[Written problem] Reproduce word for word the entries below, from the line with "One point per instance of the wooden" to the line with "One point per instance of the car door.", both of those lines included. Omit the pictures from your answer.

[Excerpted data]
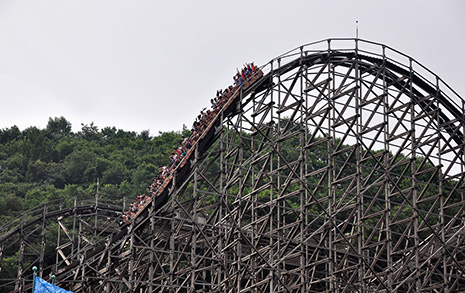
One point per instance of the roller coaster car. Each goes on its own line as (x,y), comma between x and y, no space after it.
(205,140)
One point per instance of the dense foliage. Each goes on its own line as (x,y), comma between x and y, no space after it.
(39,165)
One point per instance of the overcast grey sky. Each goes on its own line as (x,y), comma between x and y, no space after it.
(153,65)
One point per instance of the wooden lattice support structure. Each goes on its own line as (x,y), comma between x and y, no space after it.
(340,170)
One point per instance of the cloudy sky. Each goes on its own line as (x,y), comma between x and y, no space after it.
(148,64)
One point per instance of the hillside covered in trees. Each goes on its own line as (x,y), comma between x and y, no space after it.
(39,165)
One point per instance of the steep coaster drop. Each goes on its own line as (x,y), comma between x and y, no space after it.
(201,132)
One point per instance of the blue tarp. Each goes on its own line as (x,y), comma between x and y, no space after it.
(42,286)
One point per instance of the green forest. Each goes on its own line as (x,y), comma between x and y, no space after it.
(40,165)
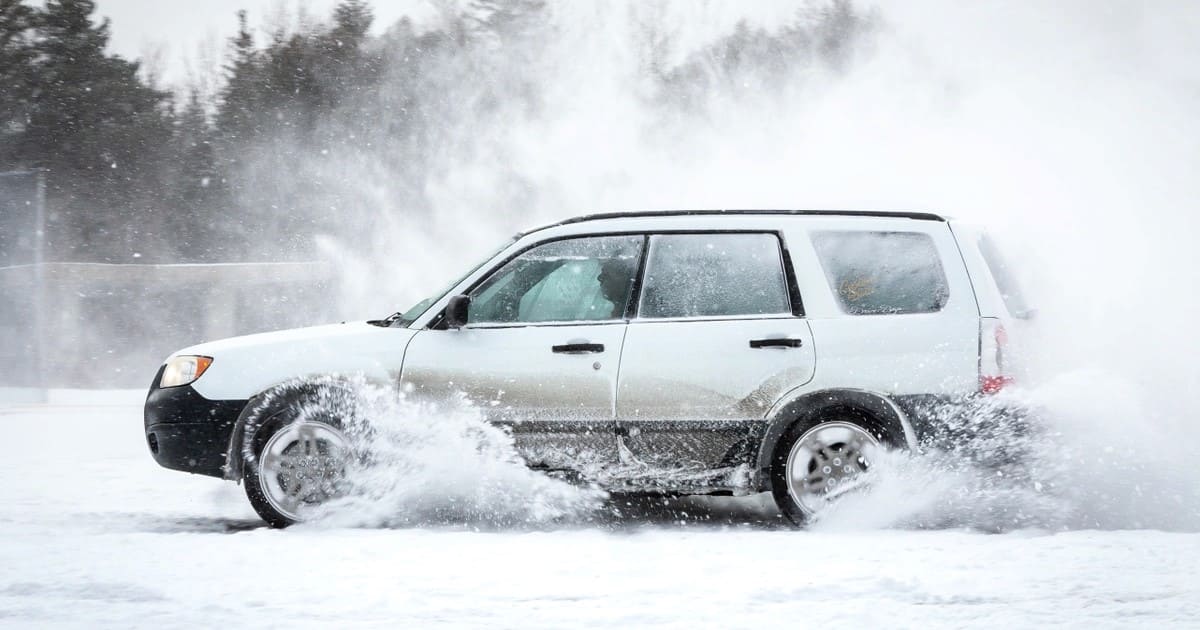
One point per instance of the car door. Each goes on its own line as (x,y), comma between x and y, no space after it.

---

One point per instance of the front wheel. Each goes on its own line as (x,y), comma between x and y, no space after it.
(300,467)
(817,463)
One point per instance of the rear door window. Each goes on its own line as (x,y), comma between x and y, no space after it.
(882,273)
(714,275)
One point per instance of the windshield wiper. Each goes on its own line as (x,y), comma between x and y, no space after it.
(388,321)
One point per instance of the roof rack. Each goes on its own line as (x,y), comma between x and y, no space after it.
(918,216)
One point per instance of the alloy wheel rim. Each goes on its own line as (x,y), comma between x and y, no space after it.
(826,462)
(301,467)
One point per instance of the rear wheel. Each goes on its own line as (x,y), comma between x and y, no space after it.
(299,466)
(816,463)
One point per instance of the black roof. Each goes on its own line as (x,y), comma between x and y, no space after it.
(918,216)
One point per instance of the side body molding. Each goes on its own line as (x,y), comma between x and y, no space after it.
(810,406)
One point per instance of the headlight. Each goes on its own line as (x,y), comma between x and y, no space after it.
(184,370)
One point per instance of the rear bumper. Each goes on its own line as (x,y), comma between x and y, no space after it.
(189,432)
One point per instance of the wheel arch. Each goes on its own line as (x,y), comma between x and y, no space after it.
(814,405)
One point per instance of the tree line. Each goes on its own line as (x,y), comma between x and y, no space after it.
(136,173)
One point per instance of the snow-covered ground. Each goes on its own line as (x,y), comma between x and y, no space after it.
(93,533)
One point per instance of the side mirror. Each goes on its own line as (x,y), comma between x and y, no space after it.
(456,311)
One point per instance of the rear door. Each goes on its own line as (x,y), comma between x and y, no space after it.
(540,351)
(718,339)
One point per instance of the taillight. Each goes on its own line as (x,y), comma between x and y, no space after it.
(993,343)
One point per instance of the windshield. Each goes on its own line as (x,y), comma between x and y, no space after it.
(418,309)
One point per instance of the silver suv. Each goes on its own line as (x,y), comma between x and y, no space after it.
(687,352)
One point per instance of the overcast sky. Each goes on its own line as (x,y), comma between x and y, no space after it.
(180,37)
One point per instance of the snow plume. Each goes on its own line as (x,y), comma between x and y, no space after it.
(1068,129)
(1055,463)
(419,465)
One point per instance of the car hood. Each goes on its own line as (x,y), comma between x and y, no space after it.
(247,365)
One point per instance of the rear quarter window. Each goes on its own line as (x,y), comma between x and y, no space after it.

==

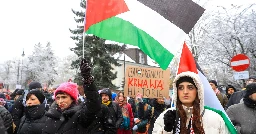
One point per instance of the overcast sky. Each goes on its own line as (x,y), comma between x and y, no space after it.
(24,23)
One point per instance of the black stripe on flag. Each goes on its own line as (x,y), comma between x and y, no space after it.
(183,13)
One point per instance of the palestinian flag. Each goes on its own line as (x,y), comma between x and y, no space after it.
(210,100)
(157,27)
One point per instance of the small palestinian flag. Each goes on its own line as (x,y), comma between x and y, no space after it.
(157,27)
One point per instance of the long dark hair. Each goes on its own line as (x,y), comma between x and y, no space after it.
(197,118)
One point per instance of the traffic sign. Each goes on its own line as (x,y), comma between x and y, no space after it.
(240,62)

[Result for this exercise]
One point per instance of the wooden lattice support structure. Each goes on its own line as (x,y), comma between x and y, no space after it.
(340,170)
One point per instance of the cloudy sky. Each goes on its own line as (x,y), comma between x and y, no space after it.
(148,64)
One point per instance of the hillside covered in trees. Each goes on its own line as (x,y), comma between x and y, no space after it.
(39,165)
One point per instance of the steep coaster drop. Each goes on its own line as (x,y), comma between x and y, no space after it.
(201,132)
One point per instance of the blue tarp. Each goes on its own line as (x,y), comma between x and y, no space after it.
(42,286)
One point per instance of the green forest. Each goes on its own line as (x,y), comma between x and y, no space after it.
(40,165)
One point per instance of the car door. Each goes on its own line as (x,y), comma between x and y, no space after it.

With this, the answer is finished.